━━━ EXTRACT

Chaos Engineering — Trivia & Interesting Facts¶

Surprising, historical, and little-known facts about chaos engineering.

Netflix invented Chaos Monkey because they migrated to AWS and didn't trust it¶

In 2010, Netflix engineers built Chaos Monkey to randomly kill EC2 instances during business hours. The reasoning was brutally pragmatic: if individual instances could die at any time in the cloud, services had better handle it gracefully. The tool was open-sourced in 2012 and spawned an entire discipline.

The Simian Army had far more destructive members than Chaos Monkey¶

Netflix's full "Simian Army" included Chaos Gorilla (kills an entire AWS Availability Zone), Chaos Kong (kills an entire region), Latency Monkey (injects artificial delays), Conformity Monkey (shuts down non-conforming instances), and Janitor Monkey (cleans up unused resources). Chaos Kong was considered so dangerous it was run only a few times per year.

The term "chaos engineering" was coined in 2014¶

Casey Rosenthal, then at Netflix, coined the formal term "chaos engineering" around 2014 and co-authored the defining book "Chaos Engineering: System Resiliency in Practice" (O'Reilly, 2020). Before this, people called it "failure injection testing" or just "breaking things in production." The rebranding to "engineering" was deliberate — it emphasized the scientific, hypothesis-driven approach.

Game Days predate chaos engineering by decades¶

The concept of "Game Day" — a planned exercise where teams simulate failures — was practiced by NASA, the US military, and nuclear power plants long before tech adopted it. Amazon formalized Game Days for their infrastructure in the mid-2000s, years before Netflix built Chaos Monkey. Jesse Robbins, Amazon's "Master of Disaster," brought fire department incident command practices to tech.

Chaos engineering found a major AWS bug that Amazon itself hadn't caught¶

In one famous incident, Netflix's chaos experiments discovered that certain AWS API calls would cascade-fail under specific conditions that Amazon's own testing hadn't triggered. By running continuous chaos experiments against real production infrastructure, Netflix effectively became an unpaid (and extremely thorough) QA team for AWS.

Gremlin was the first chaos engineering startup and raised $26M¶

Gremlin, founded in 2016 by former Netflix and Amazon engineers, was the first company built entirely around chaos engineering as a service. The company raised $26.4 million in Series B funding in 2020. The existence of a funded startup validated that chaos engineering had moved from "Netflix curiosity" to "industry practice."

━━━━━━
━━━ AVAILABLE DATA

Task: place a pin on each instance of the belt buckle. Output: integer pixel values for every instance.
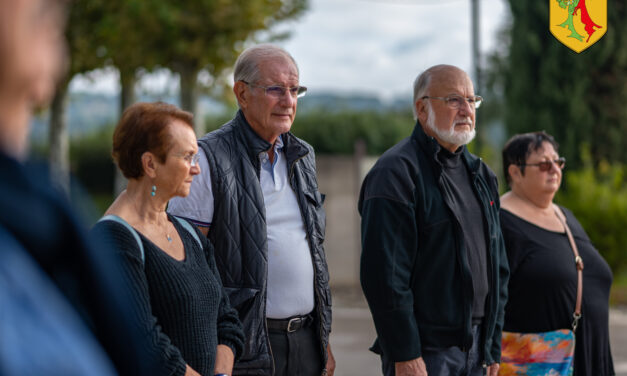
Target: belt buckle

━━━━━━

REQUIREMENT
Write what comes next in the trivia piece on chaos engineering, starting right after its final sentence.

TASK OUTPUT
LitmusChaos brought chaos engineering to Kubernetes and became a CNCF project¶

LitmusChaos, created by ChaosNative (later acquired by Harness in 2022), became a CNCF Incubating project. It introduced the concept of "ChaosHub" — a public marketplace of chaos experiments that teams can share. The Kubernetes ecosystem's embrace of chaos engineering demonstrated how container orchestration made failure injection both easier and more necessary.

The Principles of Chaos Engineering has only five principles¶

The formal discipline is governed by just five principles, published at principlesofchaos.org: (1) build a hypothesis around steady state, (2) vary real-world events, (3) run experiments in production, (4) automate experiments to run continuously, and (5) minimize blast radius. The simplicity is intentional — the hard part is cultural, not technical.

Facebook's Storm project tested what happens when a datacenter literally loses power¶

Facebook (now Meta) built an internal tool called Storm that could simulate the complete loss of an entire datacenter. In their tests, they discovered that many services had hidden dependencies on specific datacenters even though they were supposedly geo-redundant. These discoveries led to fundamental architectural changes across Facebook's infrastructure.

Chaos engineering almost didn't survive Netflix's internal politics¶

Early Netflix chaos experiments caused real customer-facing outages, and there was significant internal pressure to shut down the program. The team survived because they could demonstrate that the controlled failures they caused were far less damaging than the uncontrolled failures they prevented. This political dynamic still plays out at every company adopting chaos engineering today.

Slack's "Disasterpiece Theater" is one of the best-named chaos programs¶

Slack runs chaos engineering exercises under the name "Disasterpiece Theater," a play on "Masterpiece Theatre." The program simulates failures across Slack's infrastructure and has become a model for how mid-size companies can adopt chaos engineering without Netflix's scale. The name helped with internal adoption — engineers actually wanted to participate.

The blast radius concept comes from explosive ordnance engineering¶

The chaos engineering term "blast radius" — meaning the scope of impact from a failure — is borrowed directly from military explosive ordnance terminology. The metaphor is apt: just as bomb engineers calculate minimum safe distances, chaos engineers calculate minimum safe failure scopes. The term entered software via Site Reliability Engineering at Google.